- **DAFTAR TUGAS**:
**A.** Ubah bagian tulisan tentang paradoks kesetaraan gender, mulai dari "Sayangnya, keterlibatan perempuan" sampai dengan "kaum laki-laki dan perempuan.". Ganti "militer" dengan "tentara".
**B.** Menurut tulisan tentang paradoks kesetaraan gender, berapa korban tewas dalam konflik Israel-Palestina menurut Kementerian Kesehatan Palestina?
**C.** Teruskan tulisan tentang paradoks kesetaraan gender dalam misi perdamaian mulai setelah kalimat terakhirnya.

Paradoks Gender Equality dalam Misi Perdamaian




Oleh Kholda Naajiyah

Di era modern dimana manusia mengaku lebih beradab, konflik bersenjata nyatanya tak pernah absen menyatroni berbagai wilayah di dunia. Hampir dipastikan, anak-anak dan wanita selalu menjadi bagian dari korban. Konflik Israel-Palestina misalnya. Menurut Kementerian Kesehatan Palestina, terdapat 201 korban tewas dan 825 orang luka-luka. Dari 201 yang tewas, 56 adalah anak-anak di bawah umur dan 25 orang perempuan. Tak heran bila pejuang persamaan gender menghendaki ditingkatkannya partisipasi perempuan dalam misi-misi perdamaian dan dalam rekonstruksi pasca-konflik. Bagaimana efektivitasnya?

Paradoks
Rekomendasi yang berasal dari The Report of the UN Secretary-General on Women, Peace and Security menyebutkan, untuk mendukung misi-misi perdamaian, diharapkan perempuan lebih banyak yang terlibat dalam dalam angkatan bersenjata (militer), departemen pertahanan dan polisi.
Sayangnya, keterlibatan perempuan dalam militer pada akhirnya menimbulkan persoalan baru. Misalnya, apakah pelatihan (terutama latihan fisik) dan disiplin yang diterapkan bagi perempuan harus sama persis dengan yang diterapkan terhadap laki-laki? Jika tidak dibedakan, berarti itu memang selaras dengan misi gender equality. Namun, kaum perempuan sendiri berteriak bahwa latihan fisik ala militer jelas tak cocok bagi kaum perempuan. Dengan dalih itu, dibuatlah istilah bahwa militer pun harus berbasis gender. Artinya, dalam hal tertentu seperti latihan fisik harus membedakan antara laki-laki dan perempuan. Ini jelas paradoks dengan semangat gender equality. Dan itu sama artinya sebagai pengakuan secara tidak langsung atas perbedaan kodrati kaum laki-laki dan perempuan.
Bagaimana pula dengan masalah pakaian dan daya tarik estetis dan bahkan seksual: haruskah pakaian seragam sama bagi laki-laki dan perempuan? Haruskah seragam itu mempunyai gaya jantan dalam segala situasi? Ini juga membutuhkan jawaban secara jujur.

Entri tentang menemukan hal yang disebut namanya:
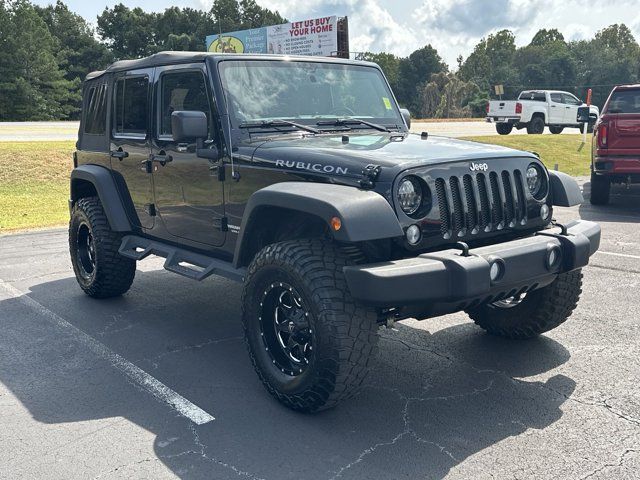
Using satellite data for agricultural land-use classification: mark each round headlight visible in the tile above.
[527,163,547,200]
[398,177,422,215]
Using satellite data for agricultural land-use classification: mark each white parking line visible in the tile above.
[596,250,640,260]
[0,279,215,425]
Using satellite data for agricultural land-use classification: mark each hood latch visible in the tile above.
[360,165,382,188]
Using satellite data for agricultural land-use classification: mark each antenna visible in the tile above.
[223,90,240,181]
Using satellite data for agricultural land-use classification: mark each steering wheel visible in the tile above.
[329,105,356,116]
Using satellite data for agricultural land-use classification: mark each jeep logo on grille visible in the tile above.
[469,162,489,172]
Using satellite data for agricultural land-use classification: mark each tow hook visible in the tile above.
[453,242,471,257]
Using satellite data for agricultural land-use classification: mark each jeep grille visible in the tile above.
[435,170,527,239]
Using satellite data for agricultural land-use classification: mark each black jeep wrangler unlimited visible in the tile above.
[69,53,600,411]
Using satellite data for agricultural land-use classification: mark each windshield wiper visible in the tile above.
[316,118,391,132]
[240,120,322,133]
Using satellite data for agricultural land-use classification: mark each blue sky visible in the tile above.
[34,0,640,67]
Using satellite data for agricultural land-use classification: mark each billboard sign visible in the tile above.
[207,16,338,57]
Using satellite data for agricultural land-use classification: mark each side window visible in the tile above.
[549,93,562,103]
[159,70,211,136]
[113,77,149,136]
[562,93,582,105]
[84,84,107,135]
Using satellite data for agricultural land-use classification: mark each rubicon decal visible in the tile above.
[276,160,349,175]
[469,162,489,172]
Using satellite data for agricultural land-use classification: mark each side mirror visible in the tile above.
[576,107,590,123]
[400,108,411,128]
[171,111,209,142]
[171,110,220,160]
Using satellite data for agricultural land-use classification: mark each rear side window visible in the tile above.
[549,93,562,103]
[84,84,107,135]
[160,70,211,136]
[606,90,640,113]
[114,77,149,136]
[562,93,582,105]
[518,92,547,102]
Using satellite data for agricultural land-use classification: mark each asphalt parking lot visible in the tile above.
[0,184,640,480]
[0,121,580,142]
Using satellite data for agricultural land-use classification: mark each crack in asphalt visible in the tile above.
[93,456,159,480]
[580,448,640,480]
[157,422,265,480]
[380,336,640,432]
[142,335,243,368]
[329,380,464,480]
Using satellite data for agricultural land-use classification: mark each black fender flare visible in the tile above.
[234,182,404,264]
[71,165,132,232]
[549,170,584,207]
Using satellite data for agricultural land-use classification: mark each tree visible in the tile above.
[459,30,518,90]
[396,45,447,111]
[0,0,77,120]
[155,7,218,51]
[416,72,487,118]
[98,0,286,58]
[98,3,159,58]
[35,0,113,117]
[240,0,287,28]
[569,24,640,107]
[529,28,565,47]
[362,52,400,92]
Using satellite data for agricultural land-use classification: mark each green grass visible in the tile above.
[465,135,591,176]
[0,135,591,233]
[0,141,75,233]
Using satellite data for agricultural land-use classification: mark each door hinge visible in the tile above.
[213,217,229,232]
[145,203,156,217]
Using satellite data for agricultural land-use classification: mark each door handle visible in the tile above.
[110,147,129,161]
[149,150,173,167]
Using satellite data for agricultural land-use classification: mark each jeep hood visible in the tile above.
[252,132,534,181]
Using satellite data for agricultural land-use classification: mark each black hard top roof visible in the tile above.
[86,52,373,80]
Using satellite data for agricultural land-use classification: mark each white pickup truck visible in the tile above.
[487,90,600,135]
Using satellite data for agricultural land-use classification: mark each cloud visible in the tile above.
[256,0,640,67]
[415,0,548,37]
[258,0,422,55]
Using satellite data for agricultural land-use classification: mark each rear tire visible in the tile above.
[242,239,378,412]
[496,123,513,135]
[589,172,611,205]
[69,197,136,298]
[527,115,544,135]
[467,269,582,340]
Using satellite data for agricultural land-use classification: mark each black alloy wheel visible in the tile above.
[259,282,313,377]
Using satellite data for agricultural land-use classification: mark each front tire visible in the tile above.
[527,115,544,135]
[589,172,611,205]
[467,269,582,340]
[496,123,513,135]
[69,197,136,298]
[242,239,378,412]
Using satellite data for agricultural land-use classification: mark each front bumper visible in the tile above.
[593,155,640,175]
[344,220,600,310]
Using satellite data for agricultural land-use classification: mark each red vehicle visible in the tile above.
[591,84,640,205]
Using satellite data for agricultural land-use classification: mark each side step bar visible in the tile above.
[118,235,247,282]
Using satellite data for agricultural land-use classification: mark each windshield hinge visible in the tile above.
[360,165,382,188]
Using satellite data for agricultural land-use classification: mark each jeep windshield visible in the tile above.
[219,60,404,131]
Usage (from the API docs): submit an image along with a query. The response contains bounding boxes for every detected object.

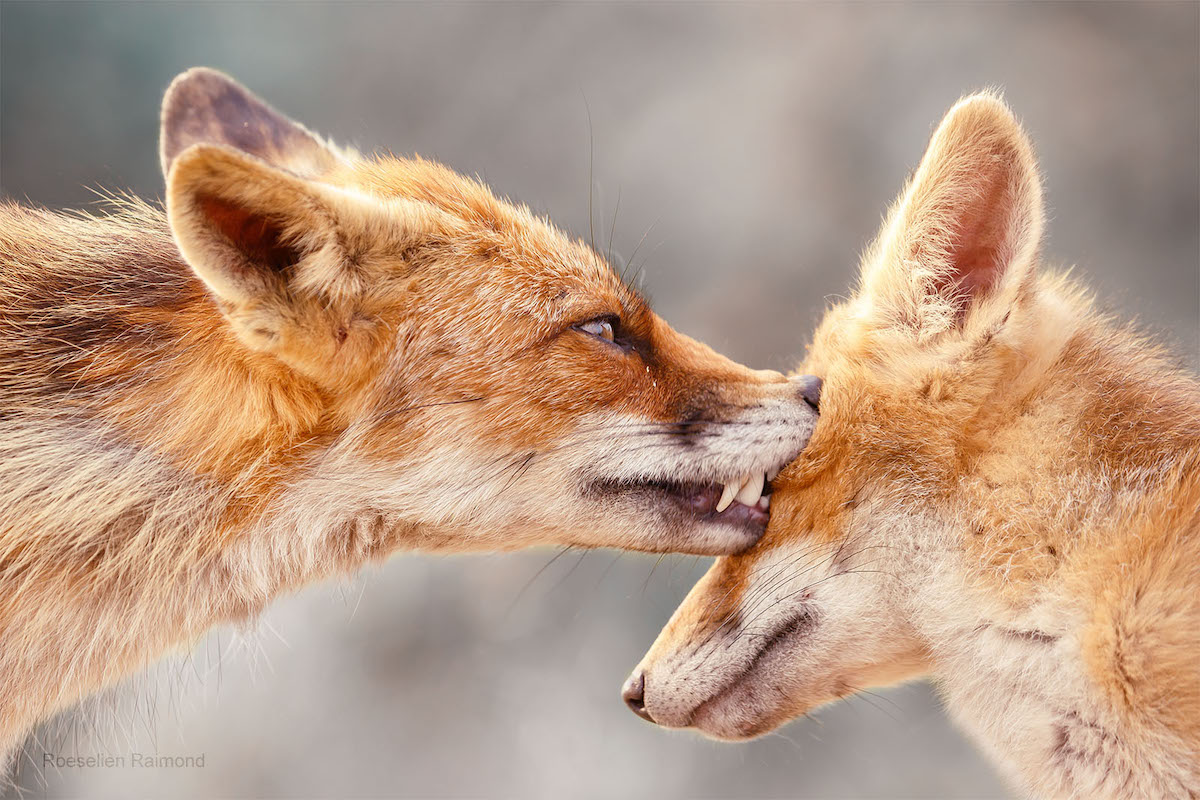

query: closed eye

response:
[575,317,617,344]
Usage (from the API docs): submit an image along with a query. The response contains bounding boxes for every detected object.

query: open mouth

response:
[598,473,773,530]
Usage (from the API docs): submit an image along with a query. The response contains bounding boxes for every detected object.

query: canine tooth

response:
[734,473,763,507]
[716,483,737,513]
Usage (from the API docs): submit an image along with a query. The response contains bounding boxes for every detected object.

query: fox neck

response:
[878,283,1200,796]
[0,206,412,762]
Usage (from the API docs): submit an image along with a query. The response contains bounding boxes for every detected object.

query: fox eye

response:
[576,319,617,342]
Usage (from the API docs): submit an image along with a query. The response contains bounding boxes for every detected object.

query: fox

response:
[0,67,816,777]
[623,90,1200,798]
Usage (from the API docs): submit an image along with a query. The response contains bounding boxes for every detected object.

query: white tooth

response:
[716,483,738,513]
[734,473,763,509]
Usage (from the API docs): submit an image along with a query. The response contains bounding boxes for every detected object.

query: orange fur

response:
[626,95,1200,798]
[0,70,815,769]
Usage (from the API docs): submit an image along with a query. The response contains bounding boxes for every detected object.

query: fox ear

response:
[863,94,1043,339]
[158,67,343,178]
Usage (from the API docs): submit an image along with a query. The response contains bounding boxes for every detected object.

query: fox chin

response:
[0,68,816,764]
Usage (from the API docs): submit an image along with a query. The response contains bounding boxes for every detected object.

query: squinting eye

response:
[578,319,616,342]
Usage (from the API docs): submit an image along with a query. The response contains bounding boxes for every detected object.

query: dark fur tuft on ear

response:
[158,67,341,178]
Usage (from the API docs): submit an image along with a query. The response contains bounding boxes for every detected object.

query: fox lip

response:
[595,473,773,535]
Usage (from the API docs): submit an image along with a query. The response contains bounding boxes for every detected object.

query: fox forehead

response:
[338,156,646,324]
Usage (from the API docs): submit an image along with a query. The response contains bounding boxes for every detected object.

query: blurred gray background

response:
[0,0,1200,798]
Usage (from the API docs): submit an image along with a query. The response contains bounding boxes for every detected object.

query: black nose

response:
[620,669,654,722]
[792,375,824,411]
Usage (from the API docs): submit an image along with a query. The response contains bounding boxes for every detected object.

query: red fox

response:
[0,68,816,757]
[624,94,1200,798]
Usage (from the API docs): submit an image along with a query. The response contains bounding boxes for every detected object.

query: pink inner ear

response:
[197,194,300,278]
[937,153,1015,317]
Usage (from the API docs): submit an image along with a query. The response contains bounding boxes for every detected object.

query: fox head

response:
[625,94,1066,739]
[150,68,816,553]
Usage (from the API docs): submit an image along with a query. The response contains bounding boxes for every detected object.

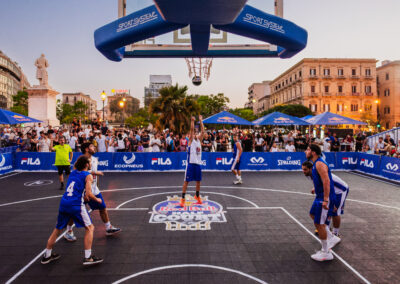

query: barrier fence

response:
[0,152,400,181]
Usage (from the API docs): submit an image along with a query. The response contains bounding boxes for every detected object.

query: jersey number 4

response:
[67,181,75,196]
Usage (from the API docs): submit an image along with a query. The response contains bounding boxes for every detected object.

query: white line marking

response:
[0,185,400,210]
[115,191,259,209]
[113,264,268,284]
[0,173,20,179]
[282,207,371,284]
[107,208,149,211]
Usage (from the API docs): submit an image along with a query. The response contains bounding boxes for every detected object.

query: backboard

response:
[117,0,283,58]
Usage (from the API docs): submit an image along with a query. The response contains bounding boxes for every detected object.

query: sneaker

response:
[106,226,121,236]
[64,231,76,242]
[311,250,333,261]
[194,195,203,204]
[83,254,103,265]
[328,235,341,249]
[40,253,60,264]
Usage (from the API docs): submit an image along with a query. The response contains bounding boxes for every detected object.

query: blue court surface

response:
[0,172,400,284]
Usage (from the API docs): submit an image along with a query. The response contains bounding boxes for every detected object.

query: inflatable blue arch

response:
[94,0,308,61]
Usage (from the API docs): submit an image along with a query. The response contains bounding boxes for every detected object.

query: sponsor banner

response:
[380,156,400,181]
[241,152,271,171]
[336,152,358,170]
[269,152,306,171]
[0,153,14,175]
[322,152,338,170]
[112,152,145,171]
[357,153,381,175]
[207,152,234,171]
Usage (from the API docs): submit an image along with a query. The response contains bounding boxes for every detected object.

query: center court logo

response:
[278,156,301,166]
[149,194,226,231]
[114,153,143,169]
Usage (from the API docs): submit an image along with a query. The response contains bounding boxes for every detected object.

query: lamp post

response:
[101,91,107,121]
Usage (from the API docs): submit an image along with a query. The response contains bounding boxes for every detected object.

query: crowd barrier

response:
[0,152,400,181]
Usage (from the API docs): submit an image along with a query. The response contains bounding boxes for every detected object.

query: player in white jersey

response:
[302,161,349,241]
[179,115,204,207]
[64,143,121,242]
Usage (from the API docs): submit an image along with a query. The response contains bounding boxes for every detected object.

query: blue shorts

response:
[332,190,349,216]
[87,193,107,210]
[56,205,92,230]
[231,160,240,171]
[310,199,334,225]
[185,164,201,182]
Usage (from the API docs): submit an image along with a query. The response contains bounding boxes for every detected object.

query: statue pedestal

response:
[26,86,60,126]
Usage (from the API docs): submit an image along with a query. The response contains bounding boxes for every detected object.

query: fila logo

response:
[216,158,233,165]
[250,157,264,164]
[21,158,40,166]
[360,159,374,169]
[151,158,172,166]
[342,157,357,165]
[386,163,399,172]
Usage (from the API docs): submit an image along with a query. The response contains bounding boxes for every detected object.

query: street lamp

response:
[101,91,107,121]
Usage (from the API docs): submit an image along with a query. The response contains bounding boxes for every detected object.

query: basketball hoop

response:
[185,57,213,86]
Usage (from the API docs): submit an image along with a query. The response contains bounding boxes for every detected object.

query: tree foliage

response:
[11,91,28,115]
[149,84,200,133]
[194,93,230,117]
[229,108,257,121]
[261,104,313,117]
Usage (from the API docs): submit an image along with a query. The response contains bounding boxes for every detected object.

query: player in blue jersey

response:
[302,161,349,241]
[306,144,340,261]
[231,133,243,184]
[41,156,103,265]
[179,115,204,207]
[64,143,121,242]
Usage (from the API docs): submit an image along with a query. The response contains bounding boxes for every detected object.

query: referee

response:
[51,135,73,190]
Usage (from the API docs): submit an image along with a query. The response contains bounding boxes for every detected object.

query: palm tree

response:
[149,84,200,133]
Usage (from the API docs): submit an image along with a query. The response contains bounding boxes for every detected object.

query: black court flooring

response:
[0,172,400,284]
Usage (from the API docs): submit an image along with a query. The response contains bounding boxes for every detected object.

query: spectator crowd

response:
[0,118,400,157]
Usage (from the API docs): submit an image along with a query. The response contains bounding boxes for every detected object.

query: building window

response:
[383,89,390,97]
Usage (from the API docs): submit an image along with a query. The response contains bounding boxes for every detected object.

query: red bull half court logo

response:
[149,194,226,231]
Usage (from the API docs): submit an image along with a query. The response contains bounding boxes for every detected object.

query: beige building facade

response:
[245,81,271,114]
[376,60,400,130]
[270,58,378,122]
[62,92,97,119]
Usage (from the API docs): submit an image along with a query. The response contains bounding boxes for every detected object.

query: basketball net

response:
[185,57,213,80]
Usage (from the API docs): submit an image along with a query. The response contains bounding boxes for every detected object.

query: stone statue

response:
[35,54,49,86]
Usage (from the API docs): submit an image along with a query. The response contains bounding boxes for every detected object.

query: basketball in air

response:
[192,76,201,86]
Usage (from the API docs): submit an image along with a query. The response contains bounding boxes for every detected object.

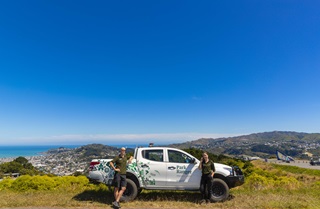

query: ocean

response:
[0,144,156,158]
[0,145,81,158]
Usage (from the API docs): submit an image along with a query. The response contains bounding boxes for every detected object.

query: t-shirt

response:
[111,155,128,174]
[202,160,216,174]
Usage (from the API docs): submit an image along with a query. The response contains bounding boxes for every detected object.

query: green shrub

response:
[0,178,14,191]
[245,173,273,190]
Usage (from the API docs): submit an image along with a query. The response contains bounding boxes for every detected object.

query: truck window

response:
[168,150,192,163]
[142,149,163,162]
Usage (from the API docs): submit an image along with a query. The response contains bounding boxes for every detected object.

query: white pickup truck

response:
[88,147,244,202]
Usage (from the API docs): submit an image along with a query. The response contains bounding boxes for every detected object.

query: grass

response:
[0,162,320,209]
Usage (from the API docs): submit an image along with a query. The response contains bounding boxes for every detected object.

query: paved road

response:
[268,159,320,170]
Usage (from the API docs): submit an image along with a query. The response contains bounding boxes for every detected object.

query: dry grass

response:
[0,186,320,209]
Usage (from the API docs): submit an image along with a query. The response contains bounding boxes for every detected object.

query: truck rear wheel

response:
[120,179,138,202]
[210,178,229,202]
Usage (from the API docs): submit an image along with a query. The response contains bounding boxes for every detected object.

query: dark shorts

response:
[113,173,127,188]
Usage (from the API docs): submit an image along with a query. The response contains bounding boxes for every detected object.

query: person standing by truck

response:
[199,152,216,203]
[110,147,133,208]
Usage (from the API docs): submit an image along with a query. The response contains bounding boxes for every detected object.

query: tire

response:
[210,179,229,202]
[120,179,138,202]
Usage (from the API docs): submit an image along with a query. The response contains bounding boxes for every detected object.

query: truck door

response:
[167,149,201,190]
[138,149,167,188]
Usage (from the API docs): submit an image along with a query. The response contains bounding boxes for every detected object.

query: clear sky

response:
[0,0,320,145]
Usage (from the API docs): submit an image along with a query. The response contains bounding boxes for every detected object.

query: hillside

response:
[170,131,320,158]
[29,144,133,176]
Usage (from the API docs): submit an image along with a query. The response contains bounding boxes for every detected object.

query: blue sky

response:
[0,0,320,145]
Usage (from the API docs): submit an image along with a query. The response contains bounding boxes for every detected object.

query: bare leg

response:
[116,187,126,202]
[113,187,119,201]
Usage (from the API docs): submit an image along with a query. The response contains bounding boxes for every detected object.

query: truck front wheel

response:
[120,179,138,202]
[211,178,229,202]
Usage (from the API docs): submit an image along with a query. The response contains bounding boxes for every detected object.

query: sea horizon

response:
[0,144,162,158]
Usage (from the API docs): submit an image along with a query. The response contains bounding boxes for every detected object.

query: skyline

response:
[0,0,320,146]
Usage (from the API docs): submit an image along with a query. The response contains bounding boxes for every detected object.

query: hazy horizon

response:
[0,0,320,144]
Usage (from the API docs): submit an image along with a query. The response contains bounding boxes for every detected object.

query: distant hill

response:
[44,144,134,162]
[170,131,320,158]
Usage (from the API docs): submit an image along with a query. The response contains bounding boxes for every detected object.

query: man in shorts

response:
[110,147,133,208]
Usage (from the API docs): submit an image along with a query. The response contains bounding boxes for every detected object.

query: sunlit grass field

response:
[0,161,320,209]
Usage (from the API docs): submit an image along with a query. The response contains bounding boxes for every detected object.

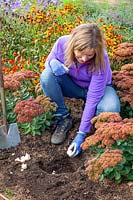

- **KUMPULAN JAWABAN**:
**A.**
Sayangnya, keterlibatan perempuan dalam tentara pada akhirnya menimbulkan persoalan baru. Misalnya, apakah pelatihan (terutama latihan fisik) dan disiplin yang diterapkan bagi perempuan harus sama persis dengan yang diterapkan terhadap laki-laki? Jika tidak dibedakan, berarti itu memang selaras dengan misi gender equality. Namun, kaum perempuan sendiri berteriak bahwa latihan fisik ala tentara jelas tak cocok bagi kaum perempuan. Dengan dalih itu, dibuatlah istilah bahwa tentara pun harus berbasis gender. Artinya, dalam hal tertentu seperti latihan fisik harus membedakan antara laki-laki dan perempuan. Ini jelas paradoks dengan semangat gender equality. Dan itu sama artinya sebagai pengakuan secara tidak langsung atas perbedaan kodrati kaum laki-laki dan perempuan.

**B.** Terdapat 201 korban tewas.

**C.**
Selanjutnya, sejauh mana efektivitas kaum perempuan dalam misi perdamaian dengan bergabung dalam militer? Banyaknya kaum perempuan dalam militer justru memperbesar peluang mereka menjadi korban perang. Sebab, mereka menjadi pelaku aktif dalam konflik bersenjata. Bayangkan, jika Amerika Serikat dalam invasi militernya ke Iraq mengirimkan tentara-tentara perempuan, bukankah berarti dia berpeluang besar menjadi korban perang dibandingnya menjalani profesi lain di luar kemiliteran? Dengan demikian, memperbanyak keterlibatan perempuan dalam militer bukanlah solusi efektif untuk menciptakan misi perdamaian, apalagi mencegah jatuhnya korban perempuan dari sebuah konflik bersenjata.
Rekomendasi itu juga menyebutkan, perempuan harus lebih aktif dalam meja-meja perundingan demi tercapainya perdamaian. Argumen inipun masih dipertanyakan efektivitasnya. Perdamaian adalah situasi yang diinginkan oleh seluruh lapisan masyarakat, tak peduli ras, agama, suku bangsa, usia dan jenis kelamin. Semua menghendaki kedamaian dan ketentraman.
Dengan demikian, tak harus perempuan sendiri yang duduk di meja perundingan untuk meminimalkan korban perang dari kalangan mereka, karena siapapun yang duduk di meja perundingan semestinya membawa satu visi: menciptakan perdamaian untuk seluruh umat manusia. Bukan menciptakan perdamaian untuk kaum perempuan saja, anak-anak saja atau laki-laki saja.
Lagipula, di berbagai negara maju, persentase perempuan yang tergabung di dalam militer, termasuk sebagai pengambil kebijakan, relatif kecil. Apakah hal itu disebabkan sistem perundangan yang melarang perempuan masuk militer? Jelas bukan. Melainkan karena kaum perempuan sendiri kurang berminat pada bidang yang cenderung maskulin tersebut. Dengan demikian, ‘memaksa’ kaum perempuan untuk terjun ke militer bisa jadi malah mengekang kebebasan kaum perempuan itu sendiri.
Data NATO dalam Review-nya pada musim panas 2001 menyebutkan, jumlah personalia perempuan yang terlibat dalam operasi perdamaian sejak akhir Perang Dunia II tetap sedikit. Hanya beberapa negara –Kanada, Hongaria, Perancis, Belanda dan Portugal– yang telah melibatkan perempuan lebih dari 5% di antara personalia peacekeeping.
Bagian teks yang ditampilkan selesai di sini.